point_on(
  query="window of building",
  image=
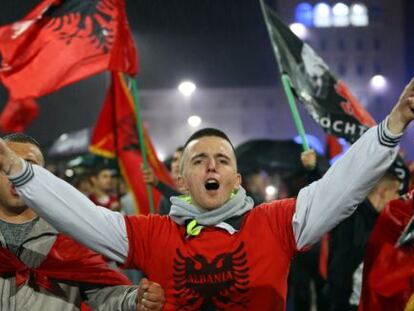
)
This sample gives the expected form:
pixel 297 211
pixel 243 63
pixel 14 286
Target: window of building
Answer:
pixel 341 70
pixel 340 15
pixel 341 44
pixel 359 45
pixel 323 45
pixel 360 69
pixel 322 15
pixel 377 44
pixel 359 15
pixel 304 14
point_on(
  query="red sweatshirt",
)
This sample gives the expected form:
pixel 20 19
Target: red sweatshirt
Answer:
pixel 216 270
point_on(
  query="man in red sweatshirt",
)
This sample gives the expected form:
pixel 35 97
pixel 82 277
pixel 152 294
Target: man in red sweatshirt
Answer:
pixel 214 250
pixel 41 269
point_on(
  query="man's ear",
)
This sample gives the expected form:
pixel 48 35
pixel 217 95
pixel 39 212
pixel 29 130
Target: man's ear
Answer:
pixel 181 184
pixel 238 182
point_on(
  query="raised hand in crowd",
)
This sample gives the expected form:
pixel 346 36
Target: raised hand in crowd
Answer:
pixel 308 159
pixel 149 177
pixel 150 296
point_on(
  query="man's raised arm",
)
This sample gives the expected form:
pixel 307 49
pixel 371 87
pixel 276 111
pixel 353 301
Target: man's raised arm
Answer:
pixel 323 204
pixel 65 208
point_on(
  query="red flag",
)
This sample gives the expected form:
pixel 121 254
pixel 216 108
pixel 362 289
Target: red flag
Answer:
pixel 115 135
pixel 388 278
pixel 64 41
pixel 17 115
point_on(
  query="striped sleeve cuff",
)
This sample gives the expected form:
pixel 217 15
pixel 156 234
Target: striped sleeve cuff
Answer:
pixel 24 176
pixel 386 138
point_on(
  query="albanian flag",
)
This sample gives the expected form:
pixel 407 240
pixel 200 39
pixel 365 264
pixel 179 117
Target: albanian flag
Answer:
pixel 115 135
pixel 388 278
pixel 327 99
pixel 61 42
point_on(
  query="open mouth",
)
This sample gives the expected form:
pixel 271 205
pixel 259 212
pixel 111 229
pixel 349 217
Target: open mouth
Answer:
pixel 211 184
pixel 13 191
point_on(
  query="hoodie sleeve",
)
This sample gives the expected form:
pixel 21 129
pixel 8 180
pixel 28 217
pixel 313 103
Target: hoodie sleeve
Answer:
pixel 71 212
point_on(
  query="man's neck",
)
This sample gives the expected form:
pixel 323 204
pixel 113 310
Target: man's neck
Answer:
pixel 100 194
pixel 17 215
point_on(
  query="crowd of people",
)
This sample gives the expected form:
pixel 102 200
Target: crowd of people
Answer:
pixel 217 244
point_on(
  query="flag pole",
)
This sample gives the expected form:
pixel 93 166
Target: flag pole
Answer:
pixel 140 131
pixel 294 110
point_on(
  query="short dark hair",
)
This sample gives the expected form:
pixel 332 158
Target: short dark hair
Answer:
pixel 96 170
pixel 179 149
pixel 209 131
pixel 21 138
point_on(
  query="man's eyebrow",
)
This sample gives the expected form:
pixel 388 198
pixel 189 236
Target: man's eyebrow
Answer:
pixel 222 155
pixel 199 155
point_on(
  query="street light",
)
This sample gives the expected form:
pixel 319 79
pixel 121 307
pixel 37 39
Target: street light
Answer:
pixel 194 121
pixel 378 82
pixel 299 29
pixel 187 88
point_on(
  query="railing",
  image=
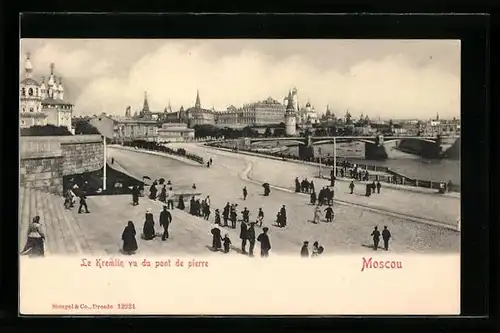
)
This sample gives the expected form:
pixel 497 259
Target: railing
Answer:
pixel 153 146
pixel 344 168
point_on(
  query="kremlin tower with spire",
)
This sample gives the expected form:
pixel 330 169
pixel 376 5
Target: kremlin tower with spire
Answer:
pixel 43 103
pixel 290 117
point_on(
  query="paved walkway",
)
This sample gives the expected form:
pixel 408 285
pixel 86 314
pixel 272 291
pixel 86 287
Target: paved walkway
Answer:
pixel 62 230
pixel 326 172
pixel 349 232
pixel 431 206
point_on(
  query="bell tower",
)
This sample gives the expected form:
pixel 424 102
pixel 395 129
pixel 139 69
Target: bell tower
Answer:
pixel 290 117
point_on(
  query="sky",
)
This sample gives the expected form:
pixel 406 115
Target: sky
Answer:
pixel 380 78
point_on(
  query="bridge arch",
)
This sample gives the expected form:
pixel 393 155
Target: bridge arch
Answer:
pixel 278 140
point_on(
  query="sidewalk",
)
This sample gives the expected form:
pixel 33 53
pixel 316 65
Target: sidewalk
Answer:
pixel 175 157
pixel 326 168
pixel 441 209
pixel 349 232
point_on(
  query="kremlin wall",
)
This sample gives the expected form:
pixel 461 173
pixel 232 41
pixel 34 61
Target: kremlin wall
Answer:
pixel 44 160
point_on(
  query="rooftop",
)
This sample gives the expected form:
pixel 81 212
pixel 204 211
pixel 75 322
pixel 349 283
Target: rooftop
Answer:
pixel 52 101
pixel 30 81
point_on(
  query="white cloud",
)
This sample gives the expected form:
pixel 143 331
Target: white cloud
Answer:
pixel 386 87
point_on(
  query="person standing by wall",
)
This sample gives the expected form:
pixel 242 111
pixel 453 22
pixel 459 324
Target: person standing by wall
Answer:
pixel 36 239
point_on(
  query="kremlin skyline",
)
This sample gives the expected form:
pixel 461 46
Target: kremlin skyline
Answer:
pixel 410 79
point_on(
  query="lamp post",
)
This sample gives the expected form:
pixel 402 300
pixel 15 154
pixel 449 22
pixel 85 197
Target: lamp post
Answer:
pixel 335 155
pixel 319 151
pixel 105 164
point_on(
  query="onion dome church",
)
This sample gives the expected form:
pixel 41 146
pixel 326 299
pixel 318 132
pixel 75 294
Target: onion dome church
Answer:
pixel 42 103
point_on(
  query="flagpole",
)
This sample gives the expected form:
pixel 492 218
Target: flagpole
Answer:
pixel 334 155
pixel 105 164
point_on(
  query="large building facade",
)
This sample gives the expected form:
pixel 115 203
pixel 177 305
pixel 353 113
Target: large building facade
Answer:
pixel 43 103
pixel 266 112
pixel 122 129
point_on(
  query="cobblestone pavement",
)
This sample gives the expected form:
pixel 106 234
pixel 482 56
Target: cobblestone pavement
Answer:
pixel 432 206
pixel 350 231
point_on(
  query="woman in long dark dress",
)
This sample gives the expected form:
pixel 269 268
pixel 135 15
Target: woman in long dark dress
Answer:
pixel 216 239
pixel 163 194
pixel 135 195
pixel 128 238
pixel 149 226
pixel 181 205
pixel 153 191
pixel 36 237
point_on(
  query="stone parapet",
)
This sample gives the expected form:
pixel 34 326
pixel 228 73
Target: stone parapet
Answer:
pixel 46 159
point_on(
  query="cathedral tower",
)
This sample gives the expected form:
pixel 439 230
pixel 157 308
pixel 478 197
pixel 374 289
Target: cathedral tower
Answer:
pixel 290 117
pixel 197 105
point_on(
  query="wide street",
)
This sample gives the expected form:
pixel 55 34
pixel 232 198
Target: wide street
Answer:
pixel 349 232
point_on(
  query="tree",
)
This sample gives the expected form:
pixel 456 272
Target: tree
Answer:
pixel 47 130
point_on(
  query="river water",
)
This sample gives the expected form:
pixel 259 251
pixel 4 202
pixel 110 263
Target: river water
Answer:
pixel 410 165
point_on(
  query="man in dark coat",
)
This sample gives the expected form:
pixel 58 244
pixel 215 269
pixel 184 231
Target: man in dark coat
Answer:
pixel 192 206
pixel 304 251
pixel 153 191
pixel 165 220
pixel 330 196
pixel 225 214
pixel 312 200
pixel 351 186
pixel 329 214
pixel 251 238
pixel 376 238
pixel 246 215
pixel 83 204
pixel 233 216
pixel 386 235
pixel 283 216
pixel 260 217
pixel 368 190
pixel 216 239
pixel 135 195
pixel 265 243
pixel 243 236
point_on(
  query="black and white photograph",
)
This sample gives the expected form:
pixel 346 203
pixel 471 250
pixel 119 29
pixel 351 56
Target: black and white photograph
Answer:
pixel 244 149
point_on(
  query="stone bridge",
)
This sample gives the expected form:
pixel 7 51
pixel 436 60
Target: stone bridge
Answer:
pixel 319 140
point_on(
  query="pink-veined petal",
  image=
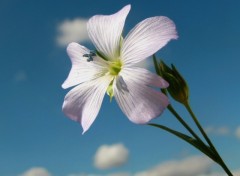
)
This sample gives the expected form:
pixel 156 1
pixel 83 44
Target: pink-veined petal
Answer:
pixel 105 32
pixel 83 102
pixel 82 70
pixel 146 38
pixel 143 76
pixel 139 102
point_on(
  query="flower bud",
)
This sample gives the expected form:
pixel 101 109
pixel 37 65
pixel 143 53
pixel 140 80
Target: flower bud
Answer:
pixel 178 87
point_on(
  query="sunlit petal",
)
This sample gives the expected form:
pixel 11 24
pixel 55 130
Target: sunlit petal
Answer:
pixel 83 102
pixel 139 102
pixel 143 76
pixel 82 70
pixel 105 32
pixel 146 38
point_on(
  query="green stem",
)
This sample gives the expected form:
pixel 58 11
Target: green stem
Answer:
pixel 195 143
pixel 180 119
pixel 220 160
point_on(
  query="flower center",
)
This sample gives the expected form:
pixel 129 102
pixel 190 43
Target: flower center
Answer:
pixel 115 67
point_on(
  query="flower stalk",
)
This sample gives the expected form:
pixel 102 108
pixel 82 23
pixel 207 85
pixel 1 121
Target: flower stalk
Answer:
pixel 179 91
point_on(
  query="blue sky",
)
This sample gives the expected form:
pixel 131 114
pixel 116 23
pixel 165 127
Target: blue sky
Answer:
pixel 35 133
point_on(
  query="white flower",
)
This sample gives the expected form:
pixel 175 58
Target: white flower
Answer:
pixel 112 70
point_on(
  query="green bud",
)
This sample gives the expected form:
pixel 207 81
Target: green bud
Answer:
pixel 178 87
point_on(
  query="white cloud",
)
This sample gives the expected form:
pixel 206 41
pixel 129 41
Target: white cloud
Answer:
pixel 108 156
pixel 238 132
pixel 72 31
pixel 194 165
pixel 36 171
pixel 220 131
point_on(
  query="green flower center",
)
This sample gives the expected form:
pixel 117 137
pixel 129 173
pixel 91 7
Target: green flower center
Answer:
pixel 115 67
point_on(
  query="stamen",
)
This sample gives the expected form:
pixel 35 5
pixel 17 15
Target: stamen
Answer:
pixel 89 56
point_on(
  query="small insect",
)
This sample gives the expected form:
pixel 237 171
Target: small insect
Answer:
pixel 89 56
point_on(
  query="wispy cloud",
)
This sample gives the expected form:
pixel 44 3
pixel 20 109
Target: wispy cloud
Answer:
pixel 194 165
pixel 190 166
pixel 109 156
pixel 36 171
pixel 72 31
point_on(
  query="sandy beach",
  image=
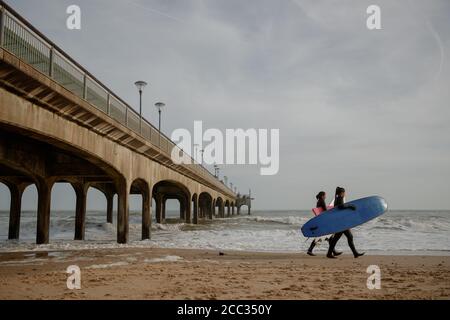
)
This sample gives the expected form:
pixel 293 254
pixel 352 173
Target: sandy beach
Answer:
pixel 200 274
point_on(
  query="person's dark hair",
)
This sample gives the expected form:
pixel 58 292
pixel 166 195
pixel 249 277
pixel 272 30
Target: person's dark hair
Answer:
pixel 339 190
pixel 320 195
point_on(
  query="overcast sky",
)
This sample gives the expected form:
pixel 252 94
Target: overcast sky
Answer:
pixel 367 110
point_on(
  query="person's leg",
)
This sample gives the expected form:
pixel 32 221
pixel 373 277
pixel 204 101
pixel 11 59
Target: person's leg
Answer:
pixel 351 244
pixel 311 247
pixel 333 243
pixel 336 253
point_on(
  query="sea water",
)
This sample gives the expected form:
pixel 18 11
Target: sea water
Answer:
pixel 405 232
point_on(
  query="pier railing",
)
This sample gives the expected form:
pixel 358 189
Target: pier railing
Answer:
pixel 20 38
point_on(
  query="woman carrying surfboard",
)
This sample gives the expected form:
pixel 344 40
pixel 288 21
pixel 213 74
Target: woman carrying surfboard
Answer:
pixel 339 203
pixel 321 207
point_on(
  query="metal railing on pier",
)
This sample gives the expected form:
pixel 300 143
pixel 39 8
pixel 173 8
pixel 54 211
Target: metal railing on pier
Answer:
pixel 20 38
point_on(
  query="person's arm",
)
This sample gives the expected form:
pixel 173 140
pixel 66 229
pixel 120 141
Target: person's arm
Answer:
pixel 346 206
pixel 323 205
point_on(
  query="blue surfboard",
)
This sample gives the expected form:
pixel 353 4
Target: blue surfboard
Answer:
pixel 337 220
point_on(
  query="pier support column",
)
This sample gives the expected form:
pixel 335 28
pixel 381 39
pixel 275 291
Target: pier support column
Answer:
pixel 122 213
pixel 16 191
pixel 158 213
pixel 163 210
pixel 146 214
pixel 195 211
pixel 210 210
pixel 109 206
pixel 187 210
pixel 182 208
pixel 43 215
pixel 80 211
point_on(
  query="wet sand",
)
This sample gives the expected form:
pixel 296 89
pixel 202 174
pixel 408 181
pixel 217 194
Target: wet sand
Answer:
pixel 201 274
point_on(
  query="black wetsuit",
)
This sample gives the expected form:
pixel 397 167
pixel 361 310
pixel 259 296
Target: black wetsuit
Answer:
pixel 339 202
pixel 320 204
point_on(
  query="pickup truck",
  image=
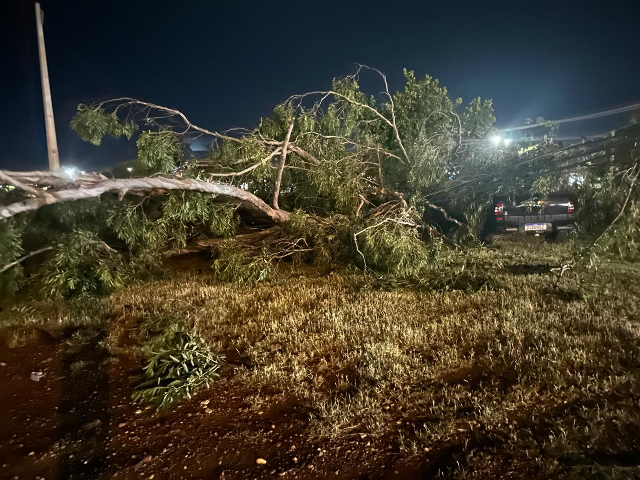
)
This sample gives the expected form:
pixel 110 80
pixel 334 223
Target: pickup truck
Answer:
pixel 549 215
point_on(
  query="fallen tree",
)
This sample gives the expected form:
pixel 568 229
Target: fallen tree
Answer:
pixel 346 178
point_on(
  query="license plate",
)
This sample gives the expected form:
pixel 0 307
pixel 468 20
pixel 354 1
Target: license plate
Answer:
pixel 535 227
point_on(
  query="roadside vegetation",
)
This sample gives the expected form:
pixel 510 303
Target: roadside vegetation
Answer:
pixel 532 375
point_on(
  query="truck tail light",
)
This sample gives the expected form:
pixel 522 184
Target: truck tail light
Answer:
pixel 499 211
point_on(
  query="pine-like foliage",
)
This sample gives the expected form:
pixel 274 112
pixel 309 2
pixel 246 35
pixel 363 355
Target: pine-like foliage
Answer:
pixel 177 364
pixel 84 264
pixel 10 250
pixel 92 124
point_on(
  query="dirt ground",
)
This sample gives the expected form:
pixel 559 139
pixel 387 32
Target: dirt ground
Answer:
pixel 77 421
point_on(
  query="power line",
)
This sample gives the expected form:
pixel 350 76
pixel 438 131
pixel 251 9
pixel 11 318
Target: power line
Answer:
pixel 605 113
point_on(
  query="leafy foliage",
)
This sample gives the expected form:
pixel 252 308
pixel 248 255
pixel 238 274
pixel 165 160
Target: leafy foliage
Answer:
pixel 177 364
pixel 161 151
pixel 10 250
pixel 243 265
pixel 83 264
pixel 92 124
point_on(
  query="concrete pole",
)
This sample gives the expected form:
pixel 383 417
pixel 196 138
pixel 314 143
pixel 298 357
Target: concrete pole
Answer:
pixel 52 142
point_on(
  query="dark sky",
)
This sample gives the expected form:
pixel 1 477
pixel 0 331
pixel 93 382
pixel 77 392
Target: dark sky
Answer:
pixel 226 64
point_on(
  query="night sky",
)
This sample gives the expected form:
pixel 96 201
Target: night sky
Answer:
pixel 226 64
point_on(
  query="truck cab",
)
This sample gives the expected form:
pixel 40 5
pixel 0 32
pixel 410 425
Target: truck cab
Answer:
pixel 550 215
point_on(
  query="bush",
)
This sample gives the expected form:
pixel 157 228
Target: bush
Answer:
pixel 84 265
pixel 235 264
pixel 178 363
pixel 10 250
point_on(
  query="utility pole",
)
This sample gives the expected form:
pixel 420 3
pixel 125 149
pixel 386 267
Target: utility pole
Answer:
pixel 52 142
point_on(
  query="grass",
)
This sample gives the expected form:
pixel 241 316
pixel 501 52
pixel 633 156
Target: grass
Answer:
pixel 543 376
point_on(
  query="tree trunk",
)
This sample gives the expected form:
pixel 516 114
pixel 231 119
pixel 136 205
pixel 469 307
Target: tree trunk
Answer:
pixel 94 186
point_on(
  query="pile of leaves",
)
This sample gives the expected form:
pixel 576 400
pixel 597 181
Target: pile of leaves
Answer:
pixel 178 362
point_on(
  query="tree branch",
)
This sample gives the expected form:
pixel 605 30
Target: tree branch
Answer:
pixel 283 160
pixel 22 259
pixel 150 185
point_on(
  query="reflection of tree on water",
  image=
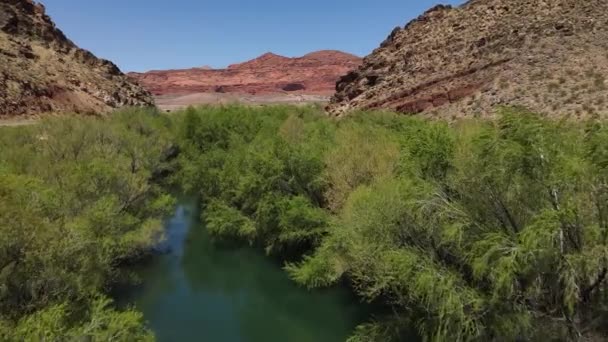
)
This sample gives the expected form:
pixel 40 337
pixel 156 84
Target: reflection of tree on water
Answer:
pixel 199 291
pixel 264 299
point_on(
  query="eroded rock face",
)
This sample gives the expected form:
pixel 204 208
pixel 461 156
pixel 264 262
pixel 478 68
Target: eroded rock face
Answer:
pixel 547 55
pixel 41 70
pixel 315 73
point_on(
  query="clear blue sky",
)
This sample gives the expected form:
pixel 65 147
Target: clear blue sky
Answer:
pixel 141 35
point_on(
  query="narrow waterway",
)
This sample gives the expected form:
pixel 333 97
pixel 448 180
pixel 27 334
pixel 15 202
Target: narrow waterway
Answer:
pixel 198 291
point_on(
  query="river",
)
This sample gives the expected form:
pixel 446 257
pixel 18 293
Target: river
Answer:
pixel 197 291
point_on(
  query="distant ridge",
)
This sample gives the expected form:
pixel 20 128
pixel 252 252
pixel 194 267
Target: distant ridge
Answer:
pixel 41 70
pixel 315 73
pixel 549 56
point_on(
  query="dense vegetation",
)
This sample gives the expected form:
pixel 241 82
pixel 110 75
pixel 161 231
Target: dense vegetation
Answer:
pixel 76 202
pixel 473 230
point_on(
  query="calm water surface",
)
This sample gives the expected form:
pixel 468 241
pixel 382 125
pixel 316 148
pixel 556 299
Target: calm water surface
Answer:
pixel 201 292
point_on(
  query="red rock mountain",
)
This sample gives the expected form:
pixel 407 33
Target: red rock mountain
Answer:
pixel 548 55
pixel 41 70
pixel 314 73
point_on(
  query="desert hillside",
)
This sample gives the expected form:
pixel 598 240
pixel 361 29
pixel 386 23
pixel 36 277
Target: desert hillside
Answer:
pixel 549 56
pixel 41 70
pixel 314 74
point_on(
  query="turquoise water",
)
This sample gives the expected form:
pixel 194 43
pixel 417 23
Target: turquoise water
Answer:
pixel 197 291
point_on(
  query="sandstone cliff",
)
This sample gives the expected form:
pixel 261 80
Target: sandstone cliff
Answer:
pixel 314 73
pixel 41 70
pixel 548 55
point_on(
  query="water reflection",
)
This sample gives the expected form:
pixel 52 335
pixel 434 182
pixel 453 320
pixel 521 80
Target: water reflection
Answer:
pixel 197 291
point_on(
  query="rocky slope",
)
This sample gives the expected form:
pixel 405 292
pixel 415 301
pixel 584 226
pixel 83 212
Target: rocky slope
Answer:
pixel 315 73
pixel 41 70
pixel 548 55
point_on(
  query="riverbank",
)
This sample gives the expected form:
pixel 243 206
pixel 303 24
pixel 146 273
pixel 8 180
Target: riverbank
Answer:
pixel 196 290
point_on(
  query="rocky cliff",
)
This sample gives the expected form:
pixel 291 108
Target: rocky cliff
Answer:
pixel 314 73
pixel 548 55
pixel 41 70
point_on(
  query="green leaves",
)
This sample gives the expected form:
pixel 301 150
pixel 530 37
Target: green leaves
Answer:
pixel 77 200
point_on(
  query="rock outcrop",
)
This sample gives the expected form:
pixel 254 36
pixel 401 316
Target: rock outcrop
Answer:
pixel 315 73
pixel 41 70
pixel 550 56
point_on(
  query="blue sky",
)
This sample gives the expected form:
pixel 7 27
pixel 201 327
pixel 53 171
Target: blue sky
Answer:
pixel 141 35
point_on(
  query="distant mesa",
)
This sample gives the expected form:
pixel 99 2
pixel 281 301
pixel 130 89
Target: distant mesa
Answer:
pixel 315 74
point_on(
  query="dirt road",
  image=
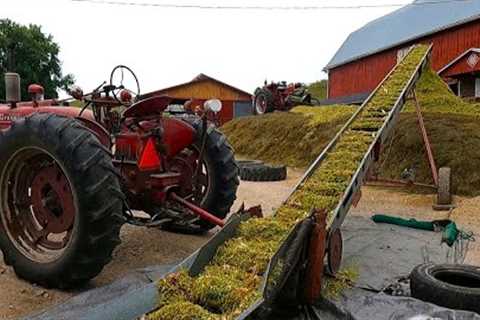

* [EXERCISE REQUIREMENTS]:
Reproduce the rows verbatim, starting with the very first line and going on through the line with "pixel 322 15". Omit the pictures from your copy.

* [SOLUTION TO THE EXERCISE]:
point_on(
  query="window of building",
  image=
)
This sample gives the expected form:
pixel 297 211
pixel 243 63
pixel 14 286
Target: window of building
Answer:
pixel 341 70
pixel 340 15
pixel 341 44
pixel 359 45
pixel 323 45
pixel 360 69
pixel 322 15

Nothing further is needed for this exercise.